Go over the data and work out how many lines include the word "window". Give that number only.

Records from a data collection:
════════════════════
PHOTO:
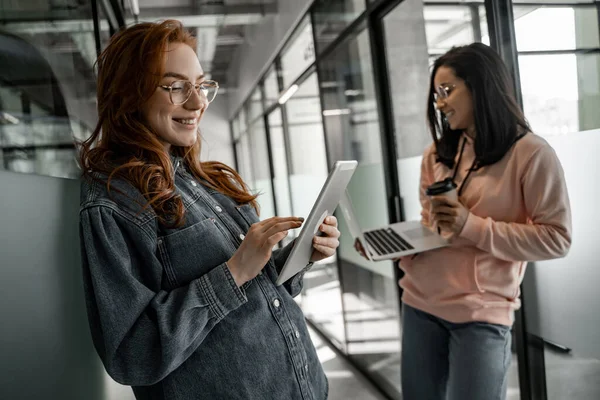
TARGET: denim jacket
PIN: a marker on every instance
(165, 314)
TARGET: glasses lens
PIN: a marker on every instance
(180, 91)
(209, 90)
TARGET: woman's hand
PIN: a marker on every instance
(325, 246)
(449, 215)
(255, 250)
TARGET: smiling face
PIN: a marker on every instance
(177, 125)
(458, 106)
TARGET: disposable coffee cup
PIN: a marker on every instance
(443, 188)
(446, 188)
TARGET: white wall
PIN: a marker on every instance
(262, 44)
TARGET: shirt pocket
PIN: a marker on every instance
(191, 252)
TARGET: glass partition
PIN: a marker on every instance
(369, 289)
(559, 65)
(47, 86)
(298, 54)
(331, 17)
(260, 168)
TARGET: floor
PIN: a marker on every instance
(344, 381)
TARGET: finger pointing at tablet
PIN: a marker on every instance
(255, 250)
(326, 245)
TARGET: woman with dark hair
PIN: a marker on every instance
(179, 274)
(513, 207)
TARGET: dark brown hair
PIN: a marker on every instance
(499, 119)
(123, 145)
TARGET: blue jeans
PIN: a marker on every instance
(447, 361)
════════════════════
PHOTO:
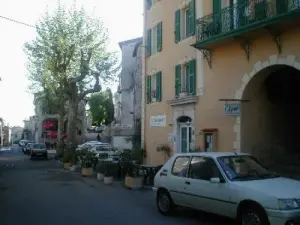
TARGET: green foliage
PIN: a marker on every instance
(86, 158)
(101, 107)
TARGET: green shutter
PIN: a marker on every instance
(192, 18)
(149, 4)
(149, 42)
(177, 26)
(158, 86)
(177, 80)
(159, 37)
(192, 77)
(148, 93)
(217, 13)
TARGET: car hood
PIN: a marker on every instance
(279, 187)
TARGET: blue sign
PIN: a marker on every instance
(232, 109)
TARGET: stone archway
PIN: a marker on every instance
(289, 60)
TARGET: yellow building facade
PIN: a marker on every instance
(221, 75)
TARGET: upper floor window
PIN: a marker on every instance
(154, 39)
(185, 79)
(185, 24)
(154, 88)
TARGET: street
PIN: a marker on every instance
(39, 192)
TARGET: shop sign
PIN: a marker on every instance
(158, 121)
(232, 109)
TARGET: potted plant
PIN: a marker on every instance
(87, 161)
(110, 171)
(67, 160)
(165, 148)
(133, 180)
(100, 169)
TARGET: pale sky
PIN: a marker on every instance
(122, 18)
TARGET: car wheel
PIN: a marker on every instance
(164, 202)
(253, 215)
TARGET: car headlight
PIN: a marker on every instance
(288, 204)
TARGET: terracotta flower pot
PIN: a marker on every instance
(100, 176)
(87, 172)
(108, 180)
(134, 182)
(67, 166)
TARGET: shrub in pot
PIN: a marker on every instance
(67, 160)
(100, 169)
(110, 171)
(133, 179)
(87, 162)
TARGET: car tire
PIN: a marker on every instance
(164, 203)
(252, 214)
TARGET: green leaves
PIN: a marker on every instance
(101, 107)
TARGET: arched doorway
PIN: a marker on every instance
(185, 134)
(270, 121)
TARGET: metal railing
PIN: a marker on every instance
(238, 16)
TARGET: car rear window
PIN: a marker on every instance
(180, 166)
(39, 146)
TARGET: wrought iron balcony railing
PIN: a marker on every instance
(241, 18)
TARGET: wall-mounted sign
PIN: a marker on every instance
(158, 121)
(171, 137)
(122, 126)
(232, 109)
════════════════════
Task answer:
2